** The exercise **
Echo the lines of the data below exactly, from the line containing "For every instance of the gravel" through the line containing "x=214, y=366", including both of those lines.

(Excerpts from location labeling data)
········

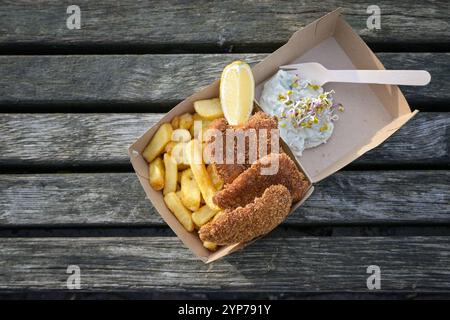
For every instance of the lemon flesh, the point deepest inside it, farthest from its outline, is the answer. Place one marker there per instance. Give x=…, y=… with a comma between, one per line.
x=237, y=91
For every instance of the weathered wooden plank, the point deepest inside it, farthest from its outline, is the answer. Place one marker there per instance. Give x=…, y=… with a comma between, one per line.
x=114, y=199
x=336, y=264
x=221, y=25
x=150, y=81
x=72, y=140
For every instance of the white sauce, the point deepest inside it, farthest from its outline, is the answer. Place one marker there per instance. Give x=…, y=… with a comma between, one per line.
x=298, y=138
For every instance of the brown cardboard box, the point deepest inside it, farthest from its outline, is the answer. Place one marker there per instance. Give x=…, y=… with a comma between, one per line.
x=372, y=112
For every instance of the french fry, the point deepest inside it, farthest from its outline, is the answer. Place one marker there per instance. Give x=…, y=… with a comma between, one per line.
x=181, y=135
x=156, y=174
x=181, y=213
x=156, y=146
x=186, y=121
x=195, y=157
x=210, y=245
x=216, y=180
x=168, y=148
x=190, y=193
x=179, y=154
x=209, y=109
x=203, y=215
x=205, y=124
x=170, y=177
x=175, y=122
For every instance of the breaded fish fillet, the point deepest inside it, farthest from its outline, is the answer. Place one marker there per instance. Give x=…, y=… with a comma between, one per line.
x=251, y=183
x=260, y=120
x=255, y=219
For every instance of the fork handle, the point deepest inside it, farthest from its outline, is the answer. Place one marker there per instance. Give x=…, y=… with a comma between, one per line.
x=396, y=77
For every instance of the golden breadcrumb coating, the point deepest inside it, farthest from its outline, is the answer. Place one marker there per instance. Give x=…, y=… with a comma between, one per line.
x=260, y=120
x=251, y=183
x=255, y=219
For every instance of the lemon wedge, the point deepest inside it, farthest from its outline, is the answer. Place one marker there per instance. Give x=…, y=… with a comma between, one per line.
x=237, y=91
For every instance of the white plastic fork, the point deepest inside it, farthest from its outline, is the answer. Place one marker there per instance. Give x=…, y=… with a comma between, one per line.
x=318, y=74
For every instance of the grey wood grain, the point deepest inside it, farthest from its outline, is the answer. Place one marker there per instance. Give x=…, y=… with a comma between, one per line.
x=117, y=199
x=152, y=81
x=72, y=140
x=336, y=264
x=225, y=24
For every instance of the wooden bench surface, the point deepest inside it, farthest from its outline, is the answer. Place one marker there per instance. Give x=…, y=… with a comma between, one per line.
x=71, y=102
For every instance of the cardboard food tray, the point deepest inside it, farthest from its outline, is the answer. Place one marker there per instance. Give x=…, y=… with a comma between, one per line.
x=372, y=113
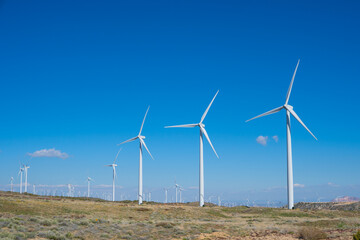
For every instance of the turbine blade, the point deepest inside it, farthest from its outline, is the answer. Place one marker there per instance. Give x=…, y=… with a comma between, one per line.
x=206, y=111
x=299, y=120
x=275, y=110
x=291, y=83
x=130, y=140
x=117, y=155
x=143, y=143
x=207, y=137
x=183, y=126
x=143, y=120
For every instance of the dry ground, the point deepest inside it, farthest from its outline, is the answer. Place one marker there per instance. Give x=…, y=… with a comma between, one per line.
x=37, y=217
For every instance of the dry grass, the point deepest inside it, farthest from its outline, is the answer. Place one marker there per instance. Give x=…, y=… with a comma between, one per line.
x=311, y=233
x=35, y=217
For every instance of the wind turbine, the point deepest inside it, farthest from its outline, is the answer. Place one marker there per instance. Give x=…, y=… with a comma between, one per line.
x=142, y=143
x=26, y=167
x=180, y=189
x=166, y=189
x=20, y=173
x=89, y=180
x=202, y=132
x=176, y=190
x=114, y=165
x=11, y=184
x=289, y=110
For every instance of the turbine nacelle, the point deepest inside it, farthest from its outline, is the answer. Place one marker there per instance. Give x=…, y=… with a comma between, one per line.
x=288, y=107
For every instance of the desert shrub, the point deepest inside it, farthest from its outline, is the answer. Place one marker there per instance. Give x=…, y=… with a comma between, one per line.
x=34, y=219
x=45, y=223
x=143, y=209
x=164, y=225
x=311, y=233
x=69, y=235
x=356, y=236
x=83, y=223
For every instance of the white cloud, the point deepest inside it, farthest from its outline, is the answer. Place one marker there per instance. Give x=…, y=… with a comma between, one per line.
x=262, y=140
x=333, y=184
x=299, y=185
x=52, y=152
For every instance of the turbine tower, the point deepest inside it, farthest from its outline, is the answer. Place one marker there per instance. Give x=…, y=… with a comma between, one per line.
x=289, y=110
x=166, y=189
x=142, y=143
x=176, y=190
x=26, y=167
x=20, y=173
x=89, y=180
x=11, y=184
x=114, y=165
x=202, y=133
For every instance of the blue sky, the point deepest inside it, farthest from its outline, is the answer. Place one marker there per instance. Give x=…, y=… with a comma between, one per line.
x=78, y=77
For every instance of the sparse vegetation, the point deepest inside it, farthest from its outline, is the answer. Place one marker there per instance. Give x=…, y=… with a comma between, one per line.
x=36, y=217
x=356, y=236
x=311, y=233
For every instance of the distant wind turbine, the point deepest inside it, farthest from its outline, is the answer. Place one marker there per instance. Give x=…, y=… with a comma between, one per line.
x=20, y=173
x=142, y=143
x=11, y=184
x=89, y=180
x=180, y=190
x=289, y=110
x=166, y=189
x=26, y=167
x=202, y=132
x=176, y=190
x=114, y=165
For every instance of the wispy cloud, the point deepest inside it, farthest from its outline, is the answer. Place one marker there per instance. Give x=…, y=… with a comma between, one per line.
x=262, y=140
x=333, y=184
x=52, y=152
x=299, y=185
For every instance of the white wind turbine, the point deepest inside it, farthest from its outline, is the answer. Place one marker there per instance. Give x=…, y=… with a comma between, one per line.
x=26, y=167
x=289, y=110
x=142, y=143
x=180, y=190
x=114, y=165
x=202, y=132
x=166, y=189
x=20, y=173
x=89, y=179
x=176, y=190
x=11, y=184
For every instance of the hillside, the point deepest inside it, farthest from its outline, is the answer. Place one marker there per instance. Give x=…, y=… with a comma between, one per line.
x=38, y=217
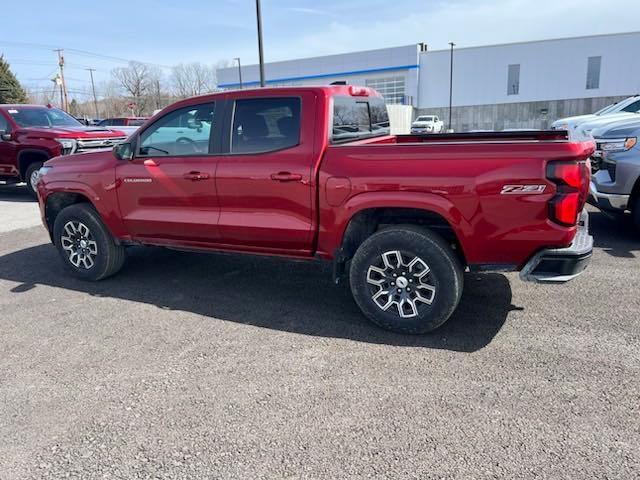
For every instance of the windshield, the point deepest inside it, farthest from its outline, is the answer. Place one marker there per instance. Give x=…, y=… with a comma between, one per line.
x=42, y=117
x=606, y=109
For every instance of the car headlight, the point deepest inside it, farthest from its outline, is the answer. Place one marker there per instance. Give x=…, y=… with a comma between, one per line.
x=618, y=145
x=68, y=145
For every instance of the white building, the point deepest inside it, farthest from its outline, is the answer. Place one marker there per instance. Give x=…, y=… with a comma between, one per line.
x=517, y=85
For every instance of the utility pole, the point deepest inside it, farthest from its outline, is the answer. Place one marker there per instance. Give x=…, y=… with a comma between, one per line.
x=93, y=87
x=451, y=82
x=63, y=85
x=158, y=97
x=239, y=71
x=260, y=53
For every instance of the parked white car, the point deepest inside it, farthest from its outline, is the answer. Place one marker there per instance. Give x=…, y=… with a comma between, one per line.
x=427, y=124
x=627, y=106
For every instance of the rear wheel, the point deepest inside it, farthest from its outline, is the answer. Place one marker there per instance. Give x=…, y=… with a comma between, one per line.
x=31, y=177
x=635, y=213
x=85, y=244
x=406, y=279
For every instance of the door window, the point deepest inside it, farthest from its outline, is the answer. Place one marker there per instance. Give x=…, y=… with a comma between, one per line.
x=265, y=125
x=183, y=132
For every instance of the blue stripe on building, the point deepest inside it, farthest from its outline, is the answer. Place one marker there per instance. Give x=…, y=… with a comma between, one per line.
x=322, y=75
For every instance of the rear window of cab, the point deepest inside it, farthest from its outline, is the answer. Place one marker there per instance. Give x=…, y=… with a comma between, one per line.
x=358, y=117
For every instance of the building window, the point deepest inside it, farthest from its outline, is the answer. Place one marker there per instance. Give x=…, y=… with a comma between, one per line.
x=593, y=72
x=391, y=88
x=513, y=80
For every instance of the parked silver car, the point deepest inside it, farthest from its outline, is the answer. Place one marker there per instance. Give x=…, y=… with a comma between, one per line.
x=623, y=108
x=615, y=184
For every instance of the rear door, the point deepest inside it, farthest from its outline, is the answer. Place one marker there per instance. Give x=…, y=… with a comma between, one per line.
x=265, y=179
x=167, y=192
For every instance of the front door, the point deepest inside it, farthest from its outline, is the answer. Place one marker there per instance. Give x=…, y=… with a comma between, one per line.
x=167, y=192
x=7, y=150
x=265, y=180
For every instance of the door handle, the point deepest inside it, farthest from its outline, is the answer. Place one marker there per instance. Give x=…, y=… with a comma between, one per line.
x=195, y=176
x=286, y=177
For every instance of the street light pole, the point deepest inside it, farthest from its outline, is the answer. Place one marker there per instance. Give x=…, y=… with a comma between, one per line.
x=451, y=82
x=93, y=87
x=260, y=53
x=239, y=71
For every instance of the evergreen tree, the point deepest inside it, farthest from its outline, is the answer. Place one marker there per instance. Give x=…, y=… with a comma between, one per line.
x=10, y=89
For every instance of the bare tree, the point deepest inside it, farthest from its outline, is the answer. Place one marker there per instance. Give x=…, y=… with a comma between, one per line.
x=139, y=81
x=192, y=79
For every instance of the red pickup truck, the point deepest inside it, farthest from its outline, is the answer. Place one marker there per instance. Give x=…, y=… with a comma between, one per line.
x=312, y=172
x=31, y=134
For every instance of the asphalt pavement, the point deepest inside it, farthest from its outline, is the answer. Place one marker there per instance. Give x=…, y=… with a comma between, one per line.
x=188, y=366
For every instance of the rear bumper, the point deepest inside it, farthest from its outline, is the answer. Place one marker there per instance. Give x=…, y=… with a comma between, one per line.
x=558, y=265
x=607, y=201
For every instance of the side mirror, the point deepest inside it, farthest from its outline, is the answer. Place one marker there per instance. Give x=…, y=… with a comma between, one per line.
x=123, y=151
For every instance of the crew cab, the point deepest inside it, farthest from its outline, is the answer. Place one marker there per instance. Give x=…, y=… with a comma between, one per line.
x=31, y=134
x=313, y=173
x=427, y=124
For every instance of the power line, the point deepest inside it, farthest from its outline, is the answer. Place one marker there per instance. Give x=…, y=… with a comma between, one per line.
x=81, y=52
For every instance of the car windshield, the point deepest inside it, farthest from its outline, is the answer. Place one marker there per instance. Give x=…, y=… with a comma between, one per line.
x=42, y=117
x=605, y=109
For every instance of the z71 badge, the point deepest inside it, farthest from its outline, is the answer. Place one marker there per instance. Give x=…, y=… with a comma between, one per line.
x=522, y=189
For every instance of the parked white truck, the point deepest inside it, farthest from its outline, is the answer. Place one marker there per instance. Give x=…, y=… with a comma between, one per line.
x=427, y=124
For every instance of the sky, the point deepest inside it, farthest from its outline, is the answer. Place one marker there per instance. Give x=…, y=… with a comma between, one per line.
x=105, y=35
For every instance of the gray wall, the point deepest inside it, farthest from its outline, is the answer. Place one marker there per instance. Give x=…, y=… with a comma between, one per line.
x=516, y=115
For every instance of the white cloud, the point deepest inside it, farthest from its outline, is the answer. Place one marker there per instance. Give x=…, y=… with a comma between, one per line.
x=469, y=23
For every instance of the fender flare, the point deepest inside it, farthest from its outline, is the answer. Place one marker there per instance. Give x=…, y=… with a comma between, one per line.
x=428, y=202
x=111, y=219
x=27, y=151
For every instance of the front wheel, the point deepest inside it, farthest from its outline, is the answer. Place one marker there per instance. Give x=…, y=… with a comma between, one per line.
x=407, y=279
x=31, y=177
x=85, y=244
x=635, y=213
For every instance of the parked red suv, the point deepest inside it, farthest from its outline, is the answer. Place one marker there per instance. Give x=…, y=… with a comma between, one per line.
x=312, y=172
x=31, y=134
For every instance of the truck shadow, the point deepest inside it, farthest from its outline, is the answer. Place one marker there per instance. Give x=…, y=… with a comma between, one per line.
x=15, y=193
x=290, y=296
x=614, y=234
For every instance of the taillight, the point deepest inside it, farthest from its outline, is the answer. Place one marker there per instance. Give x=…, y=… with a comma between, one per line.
x=572, y=180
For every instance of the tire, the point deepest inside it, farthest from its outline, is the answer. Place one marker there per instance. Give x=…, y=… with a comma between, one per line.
x=32, y=169
x=85, y=245
x=635, y=213
x=372, y=275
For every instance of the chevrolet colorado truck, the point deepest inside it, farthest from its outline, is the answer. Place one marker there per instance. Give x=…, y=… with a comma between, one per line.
x=312, y=172
x=31, y=134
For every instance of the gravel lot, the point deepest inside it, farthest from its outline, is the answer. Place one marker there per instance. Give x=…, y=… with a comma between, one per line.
x=214, y=366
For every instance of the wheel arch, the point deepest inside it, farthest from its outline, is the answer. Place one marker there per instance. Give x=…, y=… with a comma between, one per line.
x=635, y=193
x=28, y=156
x=58, y=201
x=371, y=218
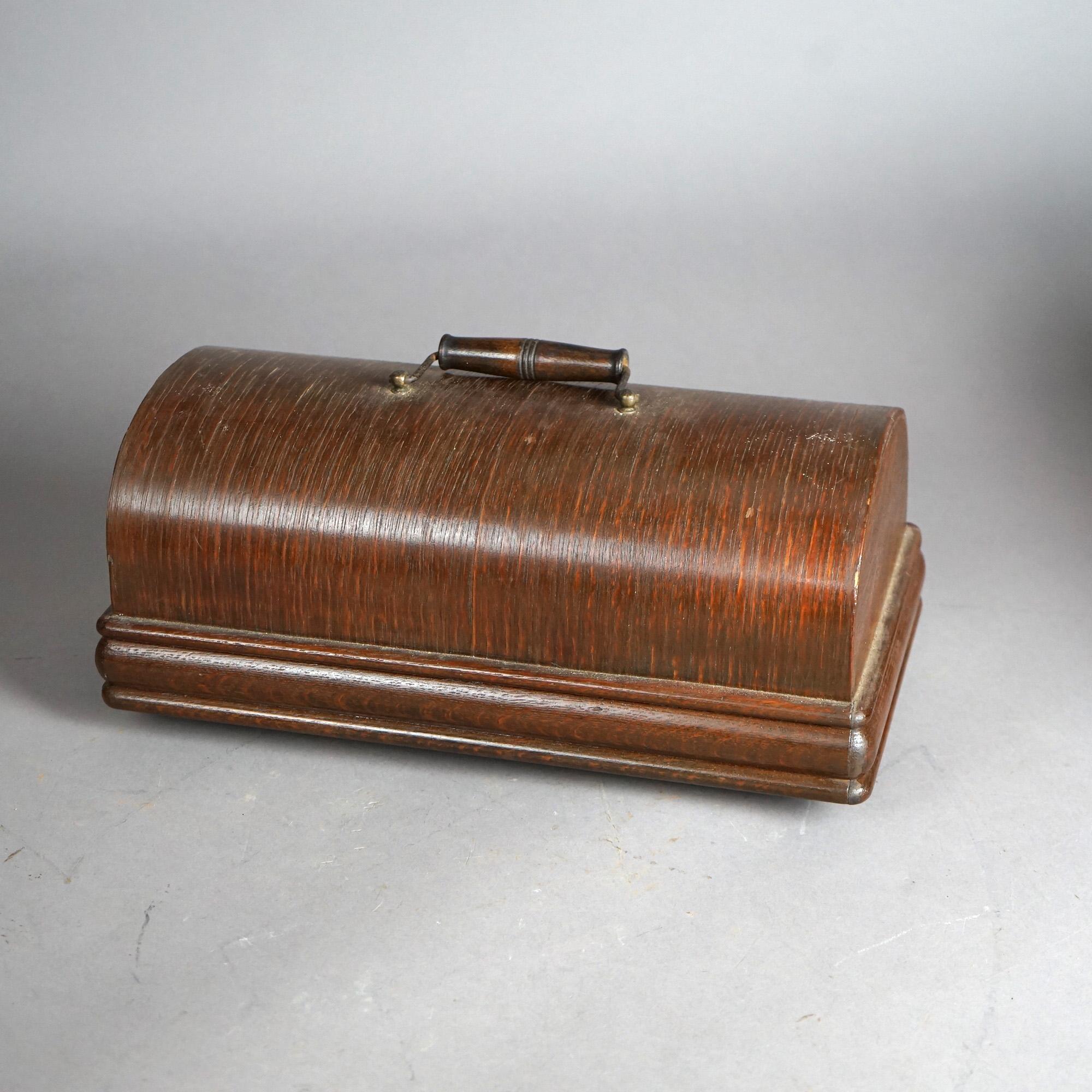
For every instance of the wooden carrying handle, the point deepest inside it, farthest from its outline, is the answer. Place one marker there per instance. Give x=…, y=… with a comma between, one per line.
x=530, y=360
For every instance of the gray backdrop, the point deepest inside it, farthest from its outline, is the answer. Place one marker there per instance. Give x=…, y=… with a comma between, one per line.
x=845, y=200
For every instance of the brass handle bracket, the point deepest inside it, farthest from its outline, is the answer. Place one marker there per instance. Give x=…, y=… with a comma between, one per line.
x=531, y=361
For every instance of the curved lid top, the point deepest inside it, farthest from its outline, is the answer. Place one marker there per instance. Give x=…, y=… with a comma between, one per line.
x=726, y=539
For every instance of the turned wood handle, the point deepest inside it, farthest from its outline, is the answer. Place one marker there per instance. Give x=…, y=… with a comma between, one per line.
x=531, y=360
x=527, y=359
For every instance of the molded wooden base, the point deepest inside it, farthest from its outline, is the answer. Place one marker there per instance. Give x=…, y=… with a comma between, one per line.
x=660, y=729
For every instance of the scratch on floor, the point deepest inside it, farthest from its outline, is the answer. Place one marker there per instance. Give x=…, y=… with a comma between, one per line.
x=921, y=925
x=140, y=937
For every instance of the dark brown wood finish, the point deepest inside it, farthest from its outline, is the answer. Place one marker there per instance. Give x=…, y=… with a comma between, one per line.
x=719, y=589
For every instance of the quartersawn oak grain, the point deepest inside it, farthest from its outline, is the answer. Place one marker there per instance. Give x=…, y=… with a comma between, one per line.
x=715, y=584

········

** Answer for this exercise **
For every instance of the gravel lot, the point deepest inside it, farthest from its outline, is the answer. Place one marker there per instance. Give x=…, y=… with a comma between, one per line.
x=214, y=366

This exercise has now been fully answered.